*** INFORMATION PROVIDED Section Begins ***
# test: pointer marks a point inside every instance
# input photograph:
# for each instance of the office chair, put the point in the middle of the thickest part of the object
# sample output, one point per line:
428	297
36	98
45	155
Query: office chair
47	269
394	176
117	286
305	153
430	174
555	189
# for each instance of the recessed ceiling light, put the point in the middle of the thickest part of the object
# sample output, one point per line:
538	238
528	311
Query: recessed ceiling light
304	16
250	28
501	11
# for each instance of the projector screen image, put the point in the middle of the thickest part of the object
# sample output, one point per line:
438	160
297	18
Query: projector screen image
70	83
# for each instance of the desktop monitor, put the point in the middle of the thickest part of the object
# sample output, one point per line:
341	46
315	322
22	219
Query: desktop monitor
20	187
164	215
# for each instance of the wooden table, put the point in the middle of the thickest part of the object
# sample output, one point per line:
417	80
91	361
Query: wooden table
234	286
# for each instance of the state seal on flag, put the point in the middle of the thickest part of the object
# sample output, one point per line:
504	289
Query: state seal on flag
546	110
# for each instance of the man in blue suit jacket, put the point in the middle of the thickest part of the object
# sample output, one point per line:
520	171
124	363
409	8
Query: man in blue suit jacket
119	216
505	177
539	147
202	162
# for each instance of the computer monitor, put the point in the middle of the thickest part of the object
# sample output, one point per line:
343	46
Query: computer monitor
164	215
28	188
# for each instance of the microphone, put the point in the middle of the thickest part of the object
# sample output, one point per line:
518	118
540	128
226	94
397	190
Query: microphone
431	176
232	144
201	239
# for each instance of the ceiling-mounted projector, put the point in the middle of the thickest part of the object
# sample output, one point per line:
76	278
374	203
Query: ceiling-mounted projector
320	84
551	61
*** INFORMATION PROVIDED Section Ends ***
*** INFORMATION PROVIDED Section Begins ***
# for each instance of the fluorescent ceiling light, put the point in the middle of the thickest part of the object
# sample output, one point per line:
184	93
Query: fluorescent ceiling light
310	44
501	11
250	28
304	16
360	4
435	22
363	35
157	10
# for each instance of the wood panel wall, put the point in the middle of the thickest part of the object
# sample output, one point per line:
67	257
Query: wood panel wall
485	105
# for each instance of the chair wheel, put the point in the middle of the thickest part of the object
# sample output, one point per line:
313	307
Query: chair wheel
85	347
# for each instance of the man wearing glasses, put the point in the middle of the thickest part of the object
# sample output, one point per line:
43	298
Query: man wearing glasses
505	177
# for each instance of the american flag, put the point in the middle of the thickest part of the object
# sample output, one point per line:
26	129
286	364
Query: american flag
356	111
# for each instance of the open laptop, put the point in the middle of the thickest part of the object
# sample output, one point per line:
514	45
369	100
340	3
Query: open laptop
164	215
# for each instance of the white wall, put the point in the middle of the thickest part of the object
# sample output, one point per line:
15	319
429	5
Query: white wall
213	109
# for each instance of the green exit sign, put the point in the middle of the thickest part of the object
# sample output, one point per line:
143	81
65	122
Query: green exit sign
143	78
*** INFORMATION PROVIDED Section Ends ***
### WORK ITEM
Of the entries above, repeat exactly the lines from the line with "# for each instance of the state" through the line with "# for each instance of the man in", both of them included.

### TASK ANSWER
# for each instance of the state seal on flag, put the point in the middle of the thickest part of the object
# sample output, one point per line:
504	289
Query: state seal on flag
546	110
# for each instance of the man in blue suit jacket, put the point in the middle of the thickest part of the object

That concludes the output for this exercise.